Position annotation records

——————————

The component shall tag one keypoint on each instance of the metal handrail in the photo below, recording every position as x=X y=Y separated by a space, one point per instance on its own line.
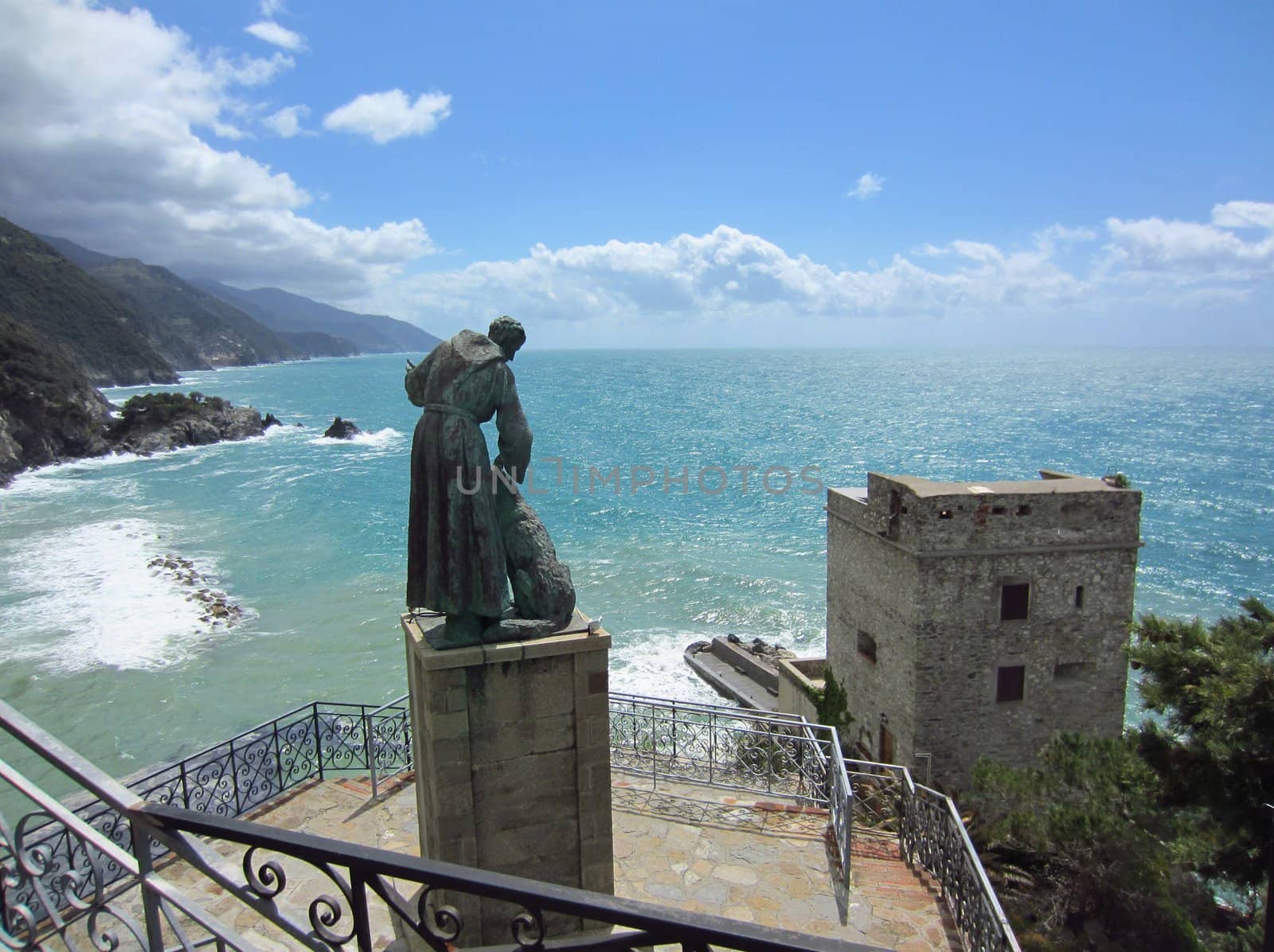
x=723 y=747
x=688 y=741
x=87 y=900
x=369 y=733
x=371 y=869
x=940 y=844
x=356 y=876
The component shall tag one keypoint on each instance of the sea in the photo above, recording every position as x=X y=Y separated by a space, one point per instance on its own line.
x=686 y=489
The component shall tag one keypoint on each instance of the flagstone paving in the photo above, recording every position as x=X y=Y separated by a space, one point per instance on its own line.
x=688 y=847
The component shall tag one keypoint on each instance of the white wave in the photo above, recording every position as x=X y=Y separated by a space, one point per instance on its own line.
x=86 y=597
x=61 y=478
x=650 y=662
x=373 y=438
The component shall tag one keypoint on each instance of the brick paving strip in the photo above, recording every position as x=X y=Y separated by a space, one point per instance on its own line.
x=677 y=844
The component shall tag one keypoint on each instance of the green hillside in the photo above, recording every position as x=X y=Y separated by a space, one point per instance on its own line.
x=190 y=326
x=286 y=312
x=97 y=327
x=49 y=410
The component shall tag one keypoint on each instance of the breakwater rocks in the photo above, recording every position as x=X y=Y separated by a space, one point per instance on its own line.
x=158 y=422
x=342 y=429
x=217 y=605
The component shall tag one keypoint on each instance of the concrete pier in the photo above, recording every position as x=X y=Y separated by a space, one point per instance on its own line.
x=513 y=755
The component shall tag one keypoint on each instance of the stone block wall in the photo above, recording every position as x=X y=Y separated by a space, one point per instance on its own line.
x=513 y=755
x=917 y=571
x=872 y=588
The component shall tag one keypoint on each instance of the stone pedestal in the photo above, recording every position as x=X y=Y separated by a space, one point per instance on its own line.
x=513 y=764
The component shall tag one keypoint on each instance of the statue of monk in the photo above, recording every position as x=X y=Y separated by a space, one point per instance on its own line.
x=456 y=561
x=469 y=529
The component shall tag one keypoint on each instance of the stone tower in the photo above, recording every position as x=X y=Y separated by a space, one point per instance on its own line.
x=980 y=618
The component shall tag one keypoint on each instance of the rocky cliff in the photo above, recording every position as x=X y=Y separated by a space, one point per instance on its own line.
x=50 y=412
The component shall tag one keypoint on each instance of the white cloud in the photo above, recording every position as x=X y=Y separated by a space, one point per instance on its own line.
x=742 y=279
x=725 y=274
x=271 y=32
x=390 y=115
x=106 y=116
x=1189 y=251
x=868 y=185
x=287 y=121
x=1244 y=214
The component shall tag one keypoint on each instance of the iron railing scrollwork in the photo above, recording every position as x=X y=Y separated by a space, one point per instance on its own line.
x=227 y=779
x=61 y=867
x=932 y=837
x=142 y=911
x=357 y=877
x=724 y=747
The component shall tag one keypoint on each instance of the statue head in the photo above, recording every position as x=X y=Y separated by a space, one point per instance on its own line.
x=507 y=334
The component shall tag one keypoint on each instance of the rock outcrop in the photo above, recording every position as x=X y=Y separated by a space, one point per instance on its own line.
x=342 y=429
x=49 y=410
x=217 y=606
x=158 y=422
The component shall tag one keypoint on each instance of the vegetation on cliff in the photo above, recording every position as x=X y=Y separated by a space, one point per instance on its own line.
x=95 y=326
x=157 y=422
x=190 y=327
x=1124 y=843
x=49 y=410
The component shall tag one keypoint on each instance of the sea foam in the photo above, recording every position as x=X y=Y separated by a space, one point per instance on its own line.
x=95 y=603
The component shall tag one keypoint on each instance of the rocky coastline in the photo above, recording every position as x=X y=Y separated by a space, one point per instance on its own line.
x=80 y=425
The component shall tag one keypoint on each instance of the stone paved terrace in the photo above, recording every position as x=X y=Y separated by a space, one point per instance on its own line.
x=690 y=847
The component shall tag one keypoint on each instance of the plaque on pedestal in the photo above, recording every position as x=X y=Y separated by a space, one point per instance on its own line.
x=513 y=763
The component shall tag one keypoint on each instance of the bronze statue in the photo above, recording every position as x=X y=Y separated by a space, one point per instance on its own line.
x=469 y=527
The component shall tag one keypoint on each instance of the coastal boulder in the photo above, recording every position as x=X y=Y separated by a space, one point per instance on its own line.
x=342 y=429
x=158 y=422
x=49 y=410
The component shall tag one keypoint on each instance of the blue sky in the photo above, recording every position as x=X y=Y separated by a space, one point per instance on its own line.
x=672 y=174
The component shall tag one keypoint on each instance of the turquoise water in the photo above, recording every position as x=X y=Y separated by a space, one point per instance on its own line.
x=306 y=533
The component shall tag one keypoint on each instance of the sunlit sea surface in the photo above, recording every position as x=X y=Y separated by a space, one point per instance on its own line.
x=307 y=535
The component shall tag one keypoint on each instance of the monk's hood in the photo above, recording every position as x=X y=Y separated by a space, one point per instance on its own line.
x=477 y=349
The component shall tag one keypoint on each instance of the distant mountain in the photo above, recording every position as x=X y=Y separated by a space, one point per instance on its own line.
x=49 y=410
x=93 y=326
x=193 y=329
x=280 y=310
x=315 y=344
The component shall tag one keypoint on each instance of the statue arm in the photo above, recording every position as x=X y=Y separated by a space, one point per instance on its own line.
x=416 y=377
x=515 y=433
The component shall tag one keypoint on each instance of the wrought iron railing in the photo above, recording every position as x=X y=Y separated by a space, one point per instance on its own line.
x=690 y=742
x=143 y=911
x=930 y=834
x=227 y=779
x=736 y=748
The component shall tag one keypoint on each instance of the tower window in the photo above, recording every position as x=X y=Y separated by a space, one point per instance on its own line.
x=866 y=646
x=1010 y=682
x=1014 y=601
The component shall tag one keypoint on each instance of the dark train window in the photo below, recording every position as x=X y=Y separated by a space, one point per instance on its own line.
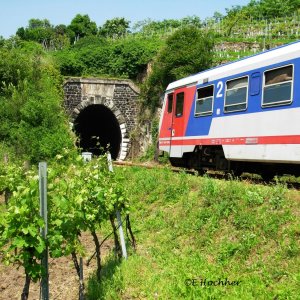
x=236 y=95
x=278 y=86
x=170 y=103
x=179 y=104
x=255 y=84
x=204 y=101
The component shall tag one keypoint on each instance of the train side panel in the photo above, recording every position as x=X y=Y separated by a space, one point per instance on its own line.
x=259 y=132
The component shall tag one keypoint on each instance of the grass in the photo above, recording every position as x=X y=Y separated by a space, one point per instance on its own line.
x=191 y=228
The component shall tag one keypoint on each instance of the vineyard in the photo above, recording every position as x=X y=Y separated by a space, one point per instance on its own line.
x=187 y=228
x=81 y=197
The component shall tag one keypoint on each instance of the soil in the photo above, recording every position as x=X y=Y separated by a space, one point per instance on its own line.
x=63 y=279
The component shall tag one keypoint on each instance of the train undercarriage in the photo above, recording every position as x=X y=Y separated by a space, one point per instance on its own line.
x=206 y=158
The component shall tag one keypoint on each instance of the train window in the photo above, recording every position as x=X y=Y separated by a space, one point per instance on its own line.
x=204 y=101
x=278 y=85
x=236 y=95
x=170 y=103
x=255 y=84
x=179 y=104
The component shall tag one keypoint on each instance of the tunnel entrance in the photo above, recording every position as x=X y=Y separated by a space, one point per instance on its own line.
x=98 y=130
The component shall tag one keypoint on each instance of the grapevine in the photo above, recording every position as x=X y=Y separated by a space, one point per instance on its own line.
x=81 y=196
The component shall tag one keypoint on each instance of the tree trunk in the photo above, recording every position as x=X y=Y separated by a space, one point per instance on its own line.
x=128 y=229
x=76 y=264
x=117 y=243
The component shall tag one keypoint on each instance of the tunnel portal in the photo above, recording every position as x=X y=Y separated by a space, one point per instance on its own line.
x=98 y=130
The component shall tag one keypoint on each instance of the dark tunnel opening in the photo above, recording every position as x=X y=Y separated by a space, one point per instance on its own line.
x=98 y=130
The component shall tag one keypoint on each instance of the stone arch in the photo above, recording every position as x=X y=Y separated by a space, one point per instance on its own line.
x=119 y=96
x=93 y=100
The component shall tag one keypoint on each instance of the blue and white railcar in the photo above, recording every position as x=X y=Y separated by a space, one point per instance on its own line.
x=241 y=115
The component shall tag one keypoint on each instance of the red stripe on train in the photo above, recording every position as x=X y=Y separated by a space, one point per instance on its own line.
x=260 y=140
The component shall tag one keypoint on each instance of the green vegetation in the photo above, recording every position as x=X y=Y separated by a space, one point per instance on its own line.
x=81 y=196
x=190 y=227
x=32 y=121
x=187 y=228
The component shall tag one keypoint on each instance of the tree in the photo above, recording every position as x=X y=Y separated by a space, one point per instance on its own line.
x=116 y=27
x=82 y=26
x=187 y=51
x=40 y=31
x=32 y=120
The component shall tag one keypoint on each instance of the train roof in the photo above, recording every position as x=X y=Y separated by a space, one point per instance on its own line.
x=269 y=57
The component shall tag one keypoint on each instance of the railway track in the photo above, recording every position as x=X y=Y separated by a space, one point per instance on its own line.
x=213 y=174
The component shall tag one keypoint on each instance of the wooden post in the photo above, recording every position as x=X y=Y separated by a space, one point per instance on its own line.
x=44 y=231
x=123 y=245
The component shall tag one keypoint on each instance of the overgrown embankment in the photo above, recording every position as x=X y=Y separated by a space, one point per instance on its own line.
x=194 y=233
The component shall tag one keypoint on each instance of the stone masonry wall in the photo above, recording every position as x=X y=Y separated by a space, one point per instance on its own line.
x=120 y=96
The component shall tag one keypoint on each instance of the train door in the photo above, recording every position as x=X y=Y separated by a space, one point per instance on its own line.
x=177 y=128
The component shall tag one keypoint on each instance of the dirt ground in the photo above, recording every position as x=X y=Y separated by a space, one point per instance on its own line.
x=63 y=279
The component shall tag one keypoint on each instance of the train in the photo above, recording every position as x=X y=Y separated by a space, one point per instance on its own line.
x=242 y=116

——————————

## GOAL OF THE EXERCISE:
Quote word for word the lines of the records from the line containing "of the plaque" through the line containing "x=672 y=174", with both of those lines included.

## CORRECT RESPONSE:
The component shall tag one keypoint on each instance of the plaque on pedestal in the photo above, recording every position as x=X y=Y separated by a space, one point per instance on its own line.
x=513 y=763
The component shall tag one keypoint on each instance of the bronze statue in the photo above, recording every position as x=X y=Y separated by a space, one point per instance on its own line.
x=469 y=527
The component shall tag one keypoint on each instance of the coastal boulder in the photo above, recording every position as x=X y=Y separated by a space, one point per instance on its own line.
x=342 y=429
x=158 y=422
x=49 y=410
The component shall tag one keypoint on each instance of the blue sky in the photo above, recording every position as x=X y=Y separated by a space, one point per instance on its own line.
x=672 y=174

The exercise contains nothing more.